** Instructions to follow **
Give an exact copy of every line, leaving images out.
_ _ _ _ _
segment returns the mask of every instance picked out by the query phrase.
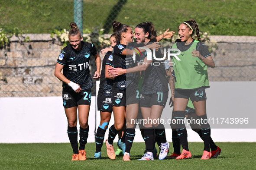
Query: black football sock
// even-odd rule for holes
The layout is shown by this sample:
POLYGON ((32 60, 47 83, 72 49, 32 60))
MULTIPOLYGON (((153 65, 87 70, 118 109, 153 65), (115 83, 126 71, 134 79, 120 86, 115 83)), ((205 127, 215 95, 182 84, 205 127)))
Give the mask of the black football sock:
_ _ _ _ _
** Output of the exercise **
segment returns the mask of every instance picked out by the query phrase.
Query: black football sock
// even-odd rule for holes
The layout is shown by this sample:
POLYGON ((32 60, 47 83, 72 49, 32 60))
MULTIPOLYGON (((153 65, 87 70, 118 109, 153 65), (115 83, 126 71, 134 79, 120 86, 115 83)), ((205 127, 215 95, 182 84, 205 127)))
Give the mask of the black football sock:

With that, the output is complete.